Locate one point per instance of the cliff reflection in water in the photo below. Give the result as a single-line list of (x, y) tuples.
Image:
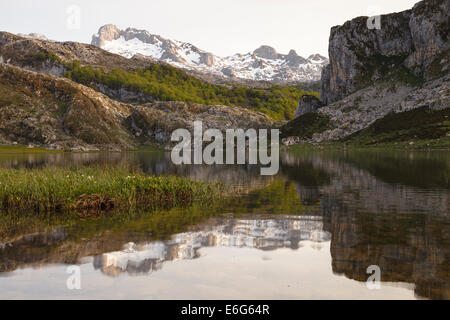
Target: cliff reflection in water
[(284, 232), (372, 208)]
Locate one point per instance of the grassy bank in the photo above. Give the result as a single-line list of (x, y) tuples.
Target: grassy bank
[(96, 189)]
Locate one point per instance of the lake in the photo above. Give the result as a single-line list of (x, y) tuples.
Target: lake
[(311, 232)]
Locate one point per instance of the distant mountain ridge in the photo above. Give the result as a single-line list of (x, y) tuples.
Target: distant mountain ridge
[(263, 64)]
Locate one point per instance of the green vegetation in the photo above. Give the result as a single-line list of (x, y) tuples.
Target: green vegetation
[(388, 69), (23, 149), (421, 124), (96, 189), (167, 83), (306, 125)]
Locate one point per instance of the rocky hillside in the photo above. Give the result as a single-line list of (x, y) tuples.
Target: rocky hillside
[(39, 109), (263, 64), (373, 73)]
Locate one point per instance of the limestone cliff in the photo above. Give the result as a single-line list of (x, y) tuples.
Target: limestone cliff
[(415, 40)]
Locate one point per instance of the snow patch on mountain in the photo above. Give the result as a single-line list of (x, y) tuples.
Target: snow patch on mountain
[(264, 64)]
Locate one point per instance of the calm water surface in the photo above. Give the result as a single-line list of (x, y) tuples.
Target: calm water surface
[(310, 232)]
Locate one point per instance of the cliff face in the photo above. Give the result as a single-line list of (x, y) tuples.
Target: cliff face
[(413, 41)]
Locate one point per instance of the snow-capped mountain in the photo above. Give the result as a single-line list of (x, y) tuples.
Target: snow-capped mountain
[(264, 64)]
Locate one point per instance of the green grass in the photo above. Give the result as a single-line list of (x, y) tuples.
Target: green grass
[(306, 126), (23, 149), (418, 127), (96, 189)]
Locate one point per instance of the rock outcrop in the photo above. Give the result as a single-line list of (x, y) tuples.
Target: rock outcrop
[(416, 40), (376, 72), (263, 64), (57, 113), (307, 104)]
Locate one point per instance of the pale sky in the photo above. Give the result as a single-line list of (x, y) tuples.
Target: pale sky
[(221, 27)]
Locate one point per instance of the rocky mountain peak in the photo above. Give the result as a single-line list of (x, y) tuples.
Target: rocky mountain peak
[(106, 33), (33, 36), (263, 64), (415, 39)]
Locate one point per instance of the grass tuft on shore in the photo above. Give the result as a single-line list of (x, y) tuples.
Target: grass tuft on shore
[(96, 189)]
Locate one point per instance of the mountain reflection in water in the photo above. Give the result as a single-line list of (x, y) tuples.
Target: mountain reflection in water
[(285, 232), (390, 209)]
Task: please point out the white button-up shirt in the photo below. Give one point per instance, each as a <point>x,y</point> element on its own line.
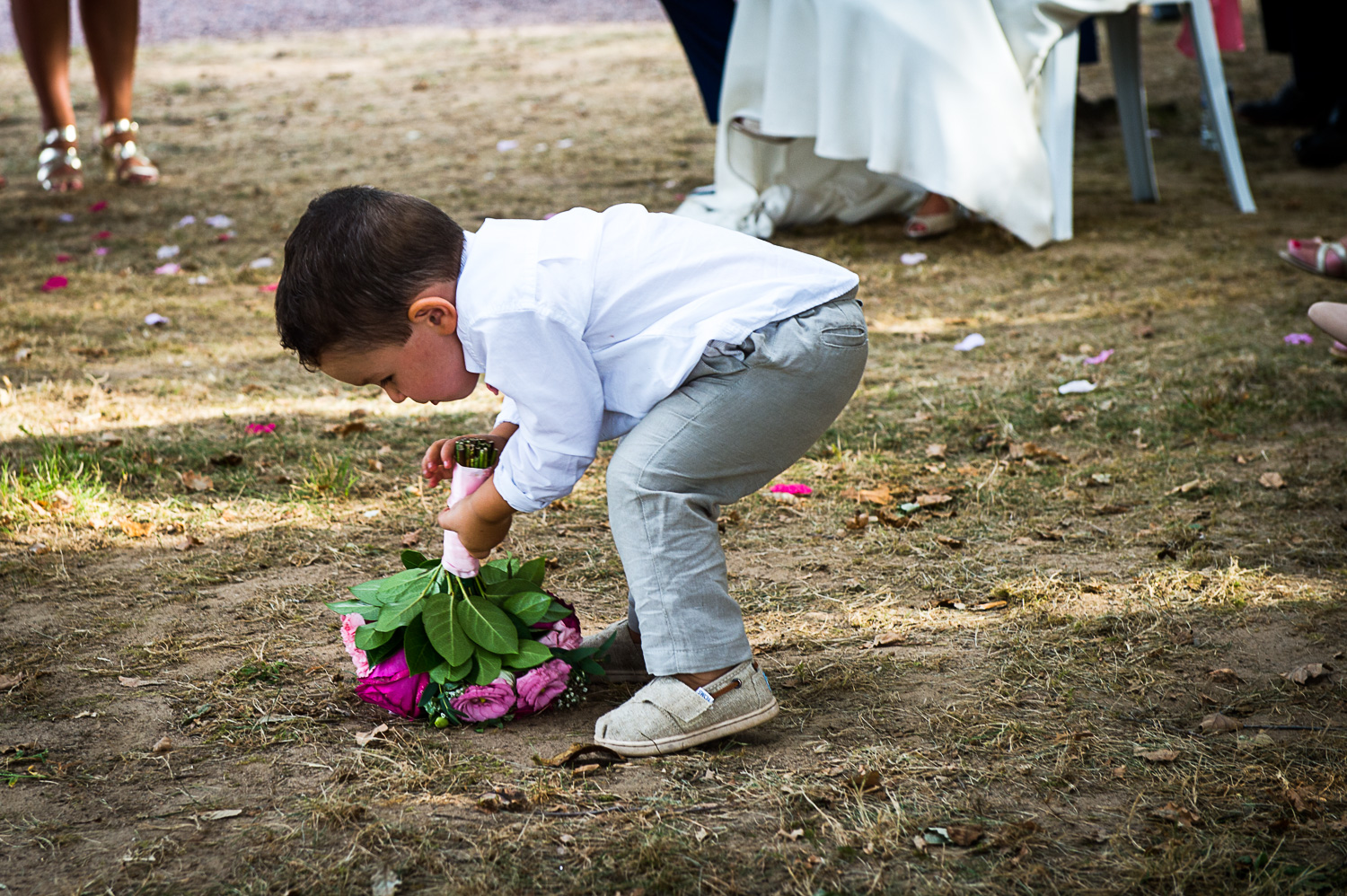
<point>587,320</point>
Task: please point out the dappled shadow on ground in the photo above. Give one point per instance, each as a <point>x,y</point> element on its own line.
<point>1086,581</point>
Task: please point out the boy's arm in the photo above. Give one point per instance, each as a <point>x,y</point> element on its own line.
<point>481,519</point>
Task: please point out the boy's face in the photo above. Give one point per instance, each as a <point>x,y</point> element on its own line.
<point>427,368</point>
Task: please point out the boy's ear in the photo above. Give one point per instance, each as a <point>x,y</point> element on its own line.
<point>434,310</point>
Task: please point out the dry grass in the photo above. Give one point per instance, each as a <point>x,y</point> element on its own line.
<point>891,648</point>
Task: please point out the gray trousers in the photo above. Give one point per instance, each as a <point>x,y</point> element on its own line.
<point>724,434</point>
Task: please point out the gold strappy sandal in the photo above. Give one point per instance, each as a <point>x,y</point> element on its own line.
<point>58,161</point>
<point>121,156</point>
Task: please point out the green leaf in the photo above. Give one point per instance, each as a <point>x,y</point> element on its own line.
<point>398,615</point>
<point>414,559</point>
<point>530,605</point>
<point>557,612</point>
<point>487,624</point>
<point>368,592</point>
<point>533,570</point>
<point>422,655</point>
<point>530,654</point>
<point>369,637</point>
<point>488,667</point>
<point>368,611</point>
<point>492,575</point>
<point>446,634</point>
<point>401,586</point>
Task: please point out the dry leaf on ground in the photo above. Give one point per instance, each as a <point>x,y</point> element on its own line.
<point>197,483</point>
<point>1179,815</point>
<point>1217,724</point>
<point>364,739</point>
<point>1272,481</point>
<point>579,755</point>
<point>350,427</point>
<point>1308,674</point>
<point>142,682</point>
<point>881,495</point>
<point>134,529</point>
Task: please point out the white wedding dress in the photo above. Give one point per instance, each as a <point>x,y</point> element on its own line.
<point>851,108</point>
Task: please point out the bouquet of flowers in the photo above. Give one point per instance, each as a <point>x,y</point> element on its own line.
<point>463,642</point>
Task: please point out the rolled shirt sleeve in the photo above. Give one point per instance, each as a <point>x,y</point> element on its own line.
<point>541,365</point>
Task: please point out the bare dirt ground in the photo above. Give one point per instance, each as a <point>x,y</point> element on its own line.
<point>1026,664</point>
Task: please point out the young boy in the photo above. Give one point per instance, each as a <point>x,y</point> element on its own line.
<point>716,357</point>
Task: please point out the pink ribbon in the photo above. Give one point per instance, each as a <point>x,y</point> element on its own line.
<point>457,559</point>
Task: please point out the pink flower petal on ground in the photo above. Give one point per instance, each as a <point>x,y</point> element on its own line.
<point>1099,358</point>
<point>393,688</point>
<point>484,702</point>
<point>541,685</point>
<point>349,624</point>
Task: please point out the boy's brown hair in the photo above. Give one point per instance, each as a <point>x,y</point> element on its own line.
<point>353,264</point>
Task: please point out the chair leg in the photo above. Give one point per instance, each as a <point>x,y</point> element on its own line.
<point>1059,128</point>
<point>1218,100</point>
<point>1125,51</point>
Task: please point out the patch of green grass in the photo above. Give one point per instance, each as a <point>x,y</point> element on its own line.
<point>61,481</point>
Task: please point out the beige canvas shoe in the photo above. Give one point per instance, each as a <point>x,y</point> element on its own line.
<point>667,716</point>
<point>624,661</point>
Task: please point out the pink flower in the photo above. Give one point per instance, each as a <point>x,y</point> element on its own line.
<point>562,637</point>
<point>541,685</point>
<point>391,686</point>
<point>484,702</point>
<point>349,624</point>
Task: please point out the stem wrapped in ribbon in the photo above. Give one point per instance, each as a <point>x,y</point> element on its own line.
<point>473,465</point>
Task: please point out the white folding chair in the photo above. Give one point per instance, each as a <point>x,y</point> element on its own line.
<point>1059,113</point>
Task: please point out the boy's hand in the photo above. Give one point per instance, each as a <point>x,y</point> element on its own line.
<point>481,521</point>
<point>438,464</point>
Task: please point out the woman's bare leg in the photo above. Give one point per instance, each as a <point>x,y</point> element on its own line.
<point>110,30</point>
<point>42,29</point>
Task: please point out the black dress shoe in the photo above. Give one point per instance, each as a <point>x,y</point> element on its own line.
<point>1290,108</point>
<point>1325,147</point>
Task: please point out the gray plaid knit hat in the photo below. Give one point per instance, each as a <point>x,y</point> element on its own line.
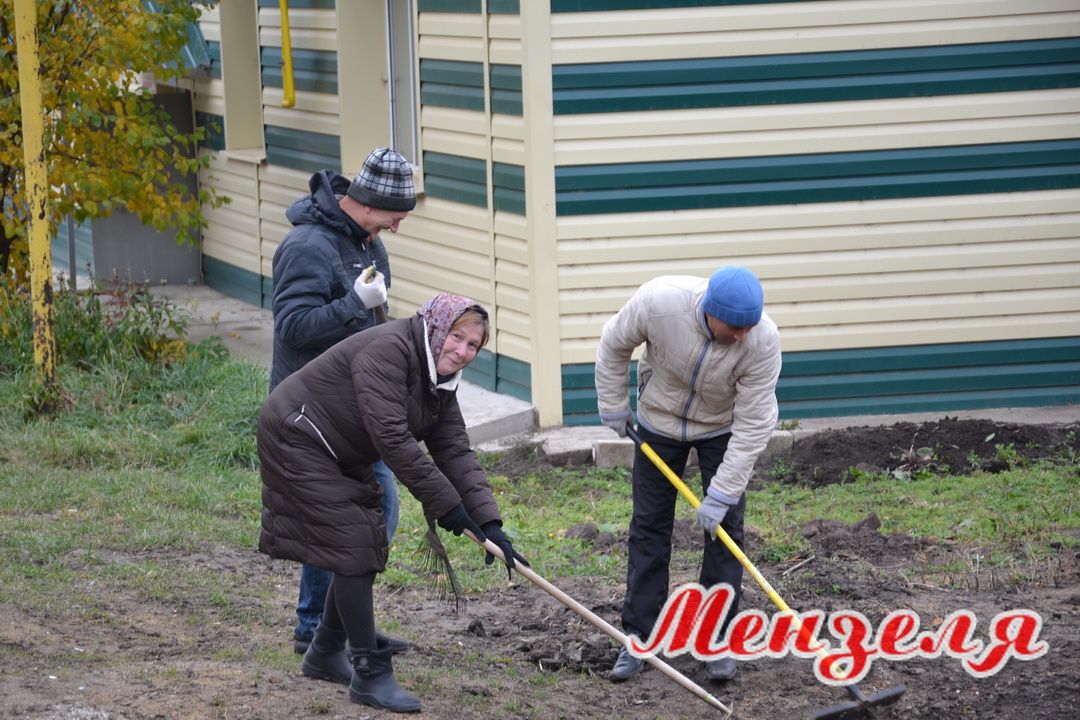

Task directions | The answer must be the full listing, exact in every line, with the pictures removed.

Written answer |
Locate one point per instance of the cliff reflection in water in the photo below. Give the result as a single-line list of (x, y) tuples.
Image:
Target: cliff reflection in water
[(284, 232), (372, 208)]
Locate one point per instance of the grassy bank in the photo above. Give the result as a single-line list of (x, y) tuples.
Target: grassy bank
[(96, 189)]
Locate one point per instance of the lake in the photo above. Give the result as a single-line list of (x, y) tuples.
Target: lake
[(311, 232)]
Locate one point per instance of the distant mountain ridge in the photo above. Give the result as a single-line list of (x, y) tuples.
Target: distant mountain ridge
[(263, 64)]
Locate one point per instance of the green vegetation in the photo above. Give the result as a single-line list of (x, y) tuples.
Target: green vegetation
[(388, 69), (23, 149), (421, 124), (96, 189), (167, 83), (306, 125)]
Locate one point per instance of the rocky hillside in the photo above. Give the result as a single-line list of (x, y) tuples.
Target: rocky hillside
[(39, 109), (263, 64), (373, 73)]
Locate one point per instance of the limestone cliff in the photo above. Give the result as a single-line list of (x, y) tuples.
Target: limestone cliff
[(415, 40)]
Locate one point per instance of the snow patch on mountain in the photo above. Give the result as a single-line list of (x, y) tuples.
Target: snow patch on mountain
[(264, 64)]
Locate one point per instance of the calm water surface in the photo above. Give the result as a single-line list of (x, y) tuples.
Target: calm water surface
[(310, 232)]
Locate one point per instance of the cliff face in the photo above. Give the result as a single-line list of (x, y) tuples.
Target: cliff face
[(413, 41)]
Locate one point per instance of the snow-capped mountain in the photo above. Give the result as a single-line list of (x, y) tuples.
Target: snow-capped mountain
[(264, 64)]
Locate one point per instance of the green grass in the photo above. Give the result as a single-line list of (x, y) tuples.
Target: green grass
[(306, 126), (23, 149), (418, 127), (96, 189)]
Locate one point per instance of the rock outcrop in the photo above. Give the result as a single-line list of (x, y) tuples.
Target: rock outcrop
[(416, 40), (376, 72), (263, 64), (57, 113), (307, 104)]
Locate one point per instance of the pale sky in the photo above. Give the result as a single-line list of (x, y) tuples.
Target: pale sky
[(221, 27)]
Locate one point per instance of the rocky mountain peak in the photo above. Give the result as a single-line list of (x, y) tuples.
Target: rocky mountain peak
[(106, 33), (33, 36), (263, 64), (415, 39)]
Locate one point per instance of the grass tuft on shore in the photo above. Give the result as a single-line list of (x, y) tuples.
Target: grass tuft on shore
[(96, 189)]
Locate one point per instance of the mountain reflection in water in the photo above. Give the result as a single-line list of (x, y) tuples.
Target: mountain reflection in water
[(285, 232), (390, 209)]
Task: please point out the white button-up shirt in the photo below. Give one point per instance, each as a <point>x,y</point> element on its own line.
<point>587,320</point>
Task: please point out the dappled shadow on ground in the photo above. Give one point per instance, each as a <point>x,y</point> element on its own line.
<point>1086,581</point>
Task: please point out the boy's arm in the photo above. Give one point per instance, each as a <point>x,y</point> element on its own line.
<point>481,519</point>
Task: please point out the boy's face in the photo above. Give one point per instance, each as a <point>x,y</point> element on its own line.
<point>427,368</point>
Task: please point out the boy's ear in the photo above. Give one point per instance, each as a <point>x,y</point> element on its own line.
<point>434,310</point>
Task: please point out the dry grass in the photo above. Give one point per instance, each as a <point>x,y</point> element on its own line.
<point>891,648</point>
Task: please point out the gray trousers in the photo above. Give one point per instance, each as a <point>x,y</point> element on its own line.
<point>724,434</point>
Task: please point out the gold strappy sandal in the photo above. Give one point per instance, each as a <point>x,y</point> element on its own line.
<point>58,161</point>
<point>121,156</point>
Task: please point out the green leaf in the photo above. Give one point per instance, each as a <point>x,y</point> element on its own line.
<point>398,615</point>
<point>414,559</point>
<point>530,605</point>
<point>557,612</point>
<point>487,624</point>
<point>368,592</point>
<point>533,570</point>
<point>422,655</point>
<point>530,654</point>
<point>369,637</point>
<point>488,667</point>
<point>368,611</point>
<point>492,575</point>
<point>446,634</point>
<point>401,586</point>
Task: please point out the dry leaf on ground in the photo above. Give one point per instance, each as a <point>x,y</point> element on its own line.
<point>197,483</point>
<point>1179,815</point>
<point>1217,724</point>
<point>364,739</point>
<point>1272,481</point>
<point>579,755</point>
<point>350,427</point>
<point>1308,674</point>
<point>142,682</point>
<point>881,495</point>
<point>134,529</point>
Task: please point out the white wedding dress in the photo above. Give one point per instance, each as a <point>x,y</point> element on its own line.
<point>851,108</point>
Task: please point out the bouquet of flowers in the photo above. Give one point per instance, each as a <point>x,y</point> element on its own line.
<point>463,642</point>
Task: please point out the rolled shirt sleeve in the photo above. Give one point per instance, each as a <point>x,y</point> element on its own line.
<point>541,365</point>
Task: please point out the bare dirt ground in the photo above. Give one point per instance, each as a <point>x,y</point> element on its own line.
<point>1026,664</point>
Task: please point out the young boy in the photo above. Give one point per instance, each as a <point>x,y</point> element on its own line.
<point>716,357</point>
Task: please point out the pink ribbon in the photo above. Give one point per instance, each as a <point>x,y</point> element on its own line.
<point>457,559</point>
Task: please point out the pink flower petal on ground in the photo above. Give one point per instance, each as a <point>x,y</point> element on its own line.
<point>1099,358</point>
<point>393,688</point>
<point>484,702</point>
<point>541,685</point>
<point>349,624</point>
Task: please point out the boy's brown hair in the photo above. Give one point per instance, each as a <point>x,y</point> element on its own line.
<point>353,264</point>
Task: please point out the chair leg in the photo above. Give one point per instance, each as a <point>x,y</point> element on its own line.
<point>1059,128</point>
<point>1218,100</point>
<point>1125,51</point>
Task: please point out the patch of green grass in the photo above. Give one point per instance, each as a <point>x,y</point> element on its own line.
<point>61,481</point>
Task: please point out the beige canvas shoe in the photo above. Give one point per instance, each as a <point>x,y</point> element on its own line.
<point>667,716</point>
<point>624,661</point>
Task: please point out the pink flower in the photo above. Give one point per instance, each as a <point>x,y</point> element on its own line.
<point>562,637</point>
<point>541,685</point>
<point>391,686</point>
<point>484,702</point>
<point>349,624</point>
Task: please point out the stem wrapped in ribbon in the photo above. Give one point per instance, each as a <point>x,y</point> element on its own line.
<point>473,465</point>
Task: please point out the white folding chair in the photo above. Give one point per instance, each as a <point>x,y</point> element on its own line.
<point>1059,113</point>
Task: please point out the boy's hand in the photo above. Give one point per instance, each as a <point>x,y</point> element on its own line.
<point>481,521</point>
<point>438,464</point>
Task: please point out the woman's bare leg in the photo above. Give one point per instance, each as a <point>x,y</point> element on its own line.
<point>110,30</point>
<point>42,29</point>
Task: please point out the black dress shoe in the photo above. Give one point per instance, each as a <point>x,y</point> element on its own line.
<point>1290,108</point>
<point>1325,147</point>
Task: please point out the gray plaid knit hat in the photo below. Give one point per instance, each as a <point>x,y</point> element on its own line.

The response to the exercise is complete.